What the exercise asks:
Your task is to write out the lines from the line containing "lol ok find the leftmost" through the last line of the material, exactly.
╭──
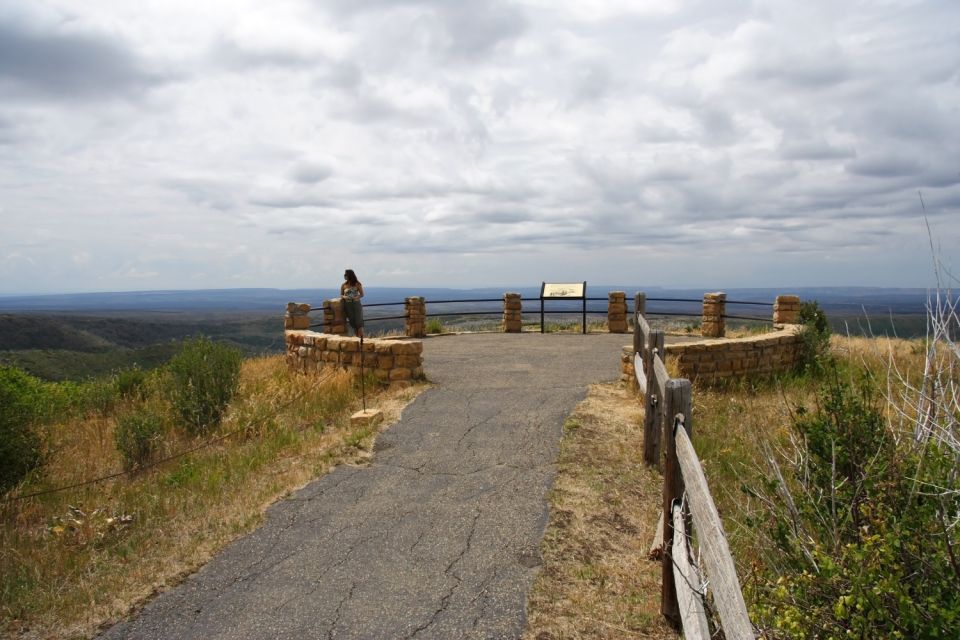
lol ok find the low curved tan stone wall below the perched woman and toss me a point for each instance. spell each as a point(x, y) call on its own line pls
point(393, 361)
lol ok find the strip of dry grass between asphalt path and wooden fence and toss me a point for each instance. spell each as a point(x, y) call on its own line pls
point(596, 581)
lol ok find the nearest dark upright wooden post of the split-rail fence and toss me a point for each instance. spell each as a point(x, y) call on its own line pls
point(678, 404)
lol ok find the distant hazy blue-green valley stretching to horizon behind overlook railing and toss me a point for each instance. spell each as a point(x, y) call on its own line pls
point(73, 336)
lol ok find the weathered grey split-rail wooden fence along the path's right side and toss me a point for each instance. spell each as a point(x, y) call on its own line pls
point(668, 426)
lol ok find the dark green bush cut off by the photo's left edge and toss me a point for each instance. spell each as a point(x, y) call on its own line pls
point(20, 398)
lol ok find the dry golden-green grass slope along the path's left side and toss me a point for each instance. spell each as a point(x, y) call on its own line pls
point(74, 560)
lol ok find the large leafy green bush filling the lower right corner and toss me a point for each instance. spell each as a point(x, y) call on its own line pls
point(860, 543)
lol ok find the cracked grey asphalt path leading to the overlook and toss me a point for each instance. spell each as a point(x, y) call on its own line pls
point(437, 538)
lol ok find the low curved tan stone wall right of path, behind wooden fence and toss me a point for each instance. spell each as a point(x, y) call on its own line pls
point(713, 360)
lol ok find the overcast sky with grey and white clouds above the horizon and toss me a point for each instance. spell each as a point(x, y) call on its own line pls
point(707, 143)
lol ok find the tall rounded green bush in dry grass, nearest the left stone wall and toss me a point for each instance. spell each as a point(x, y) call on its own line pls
point(203, 380)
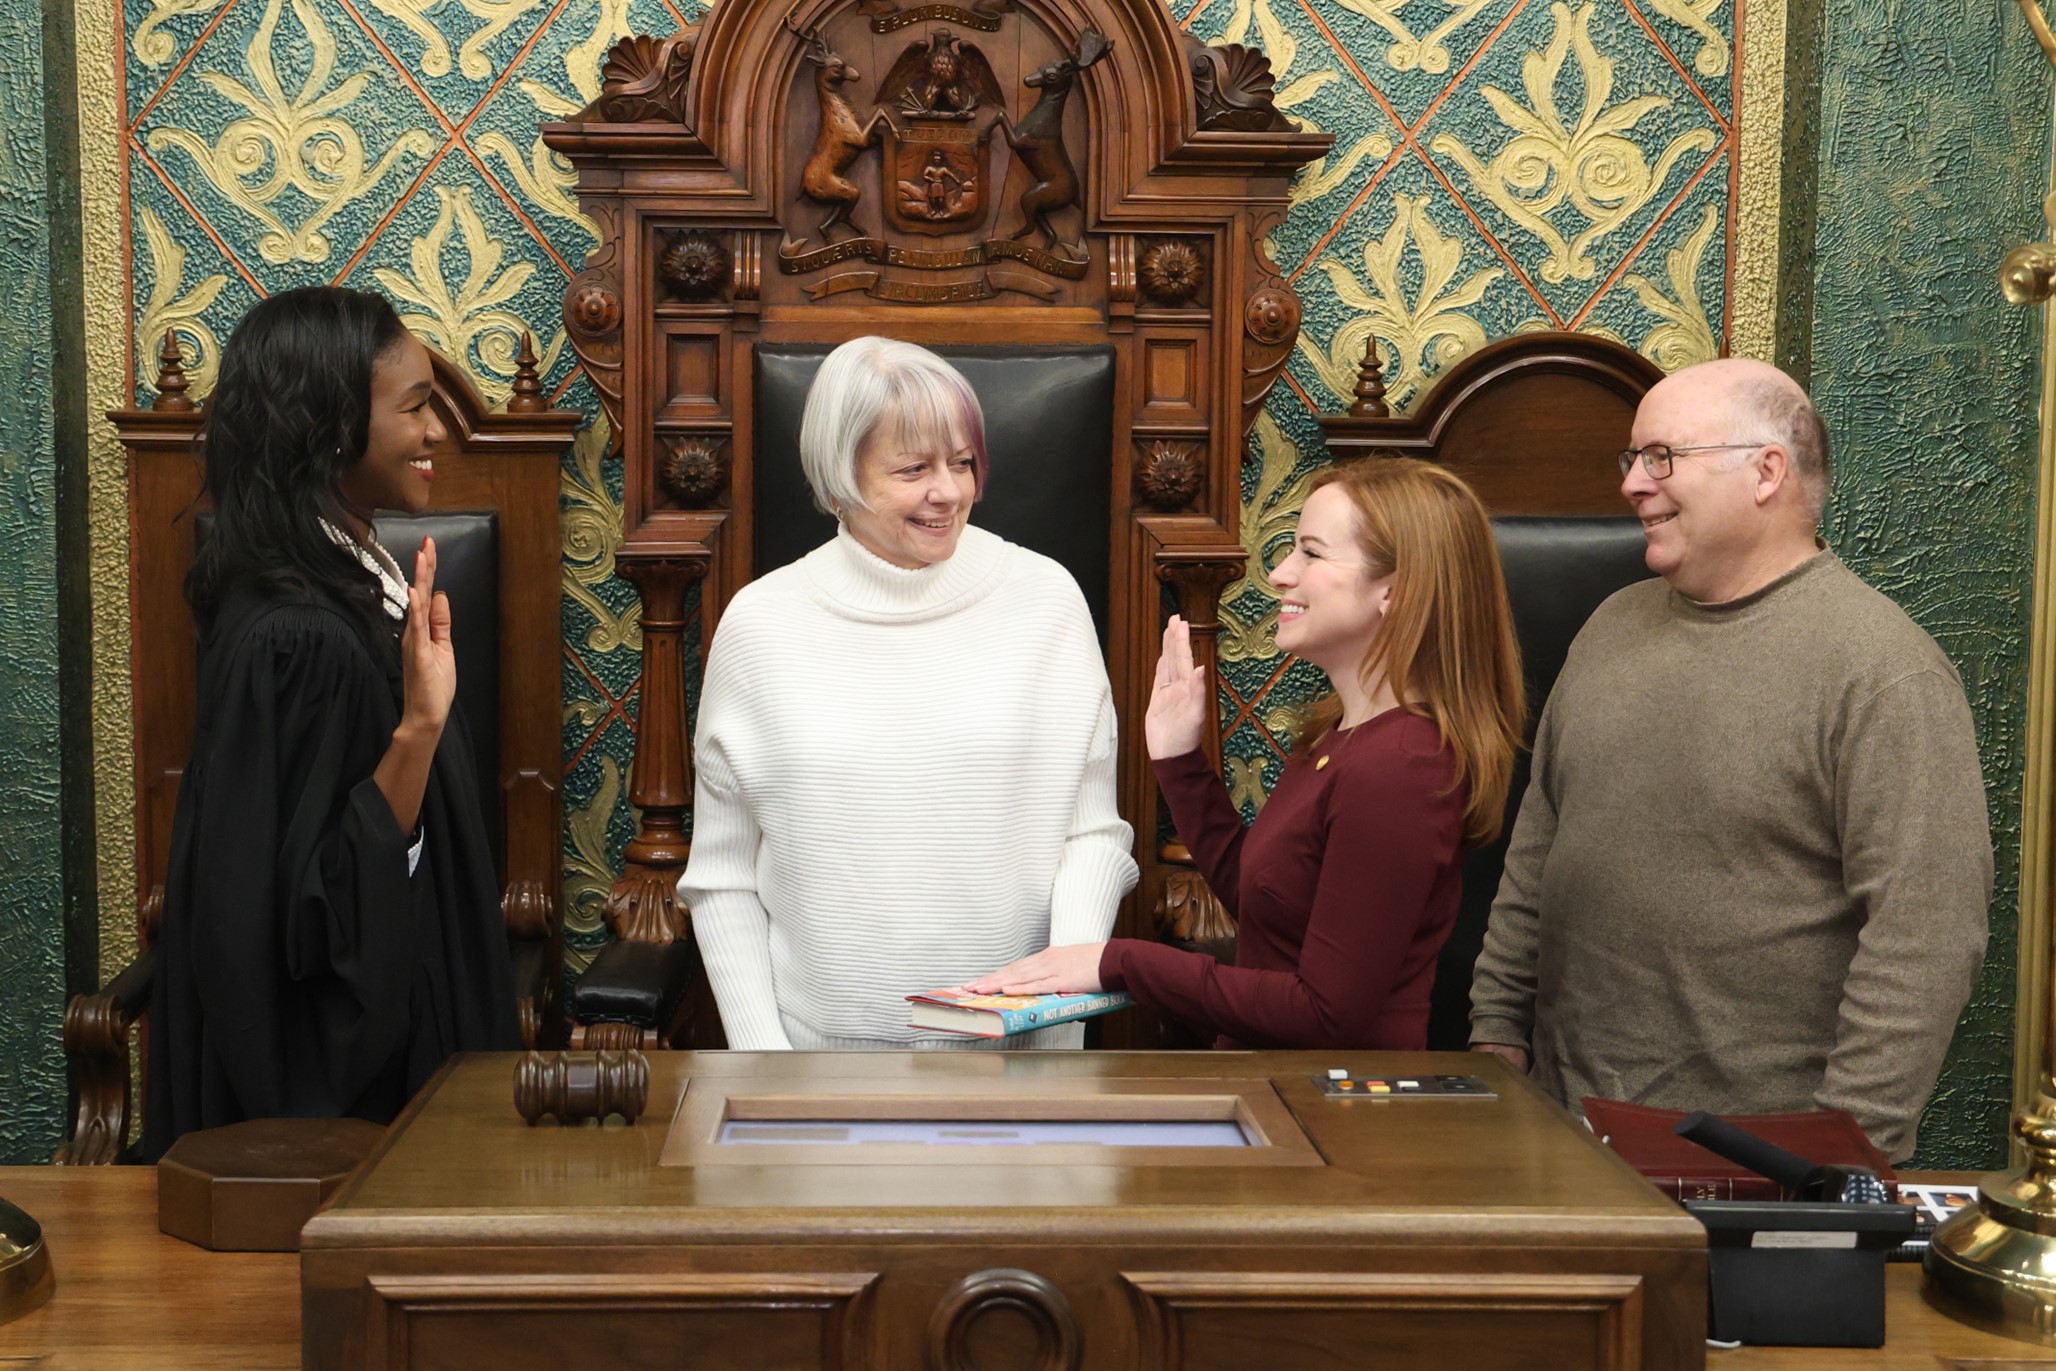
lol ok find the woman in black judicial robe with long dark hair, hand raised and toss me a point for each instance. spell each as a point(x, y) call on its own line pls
point(332, 918)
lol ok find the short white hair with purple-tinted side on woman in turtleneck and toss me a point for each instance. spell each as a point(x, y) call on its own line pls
point(865, 383)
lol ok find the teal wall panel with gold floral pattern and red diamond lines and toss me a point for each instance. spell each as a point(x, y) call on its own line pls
point(1500, 165)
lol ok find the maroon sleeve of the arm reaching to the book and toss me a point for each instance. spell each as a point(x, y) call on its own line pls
point(1387, 840)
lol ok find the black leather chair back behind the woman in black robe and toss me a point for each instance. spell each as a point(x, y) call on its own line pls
point(468, 570)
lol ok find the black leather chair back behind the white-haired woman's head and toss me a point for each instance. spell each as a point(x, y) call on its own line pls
point(1050, 427)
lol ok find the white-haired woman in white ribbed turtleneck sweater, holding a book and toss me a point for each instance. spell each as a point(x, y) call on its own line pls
point(906, 753)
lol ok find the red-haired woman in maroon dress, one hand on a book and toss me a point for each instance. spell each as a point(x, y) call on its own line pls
point(1348, 883)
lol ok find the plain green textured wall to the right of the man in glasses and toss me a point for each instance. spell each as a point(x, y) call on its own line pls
point(1934, 151)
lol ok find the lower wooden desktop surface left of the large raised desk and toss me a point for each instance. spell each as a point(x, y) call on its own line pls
point(133, 1300)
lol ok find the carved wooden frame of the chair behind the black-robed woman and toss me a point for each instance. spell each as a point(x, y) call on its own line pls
point(494, 521)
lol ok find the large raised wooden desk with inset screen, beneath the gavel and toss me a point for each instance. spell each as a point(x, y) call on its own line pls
point(1393, 1232)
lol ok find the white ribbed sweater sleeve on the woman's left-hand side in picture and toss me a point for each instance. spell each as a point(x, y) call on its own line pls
point(729, 920)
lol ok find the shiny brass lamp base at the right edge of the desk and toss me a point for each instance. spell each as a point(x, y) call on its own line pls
point(1995, 1265)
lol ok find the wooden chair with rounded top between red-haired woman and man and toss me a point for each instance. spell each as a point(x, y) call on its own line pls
point(1533, 422)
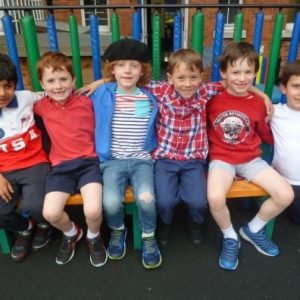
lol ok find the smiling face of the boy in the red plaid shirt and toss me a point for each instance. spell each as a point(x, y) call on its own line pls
point(185, 80)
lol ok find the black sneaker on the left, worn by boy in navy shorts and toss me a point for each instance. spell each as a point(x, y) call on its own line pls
point(66, 249)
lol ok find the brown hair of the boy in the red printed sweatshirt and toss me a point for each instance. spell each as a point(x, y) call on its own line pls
point(235, 51)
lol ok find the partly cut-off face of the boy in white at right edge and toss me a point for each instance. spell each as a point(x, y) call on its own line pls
point(292, 92)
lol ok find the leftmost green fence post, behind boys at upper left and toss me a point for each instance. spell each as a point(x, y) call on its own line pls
point(32, 49)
╰──
Result of the task:
lol ok find the leftmost green fence post, behind boys at upper left and toss me a point for each instance. spell each as a point(x, y) call on its own line pls
point(32, 49)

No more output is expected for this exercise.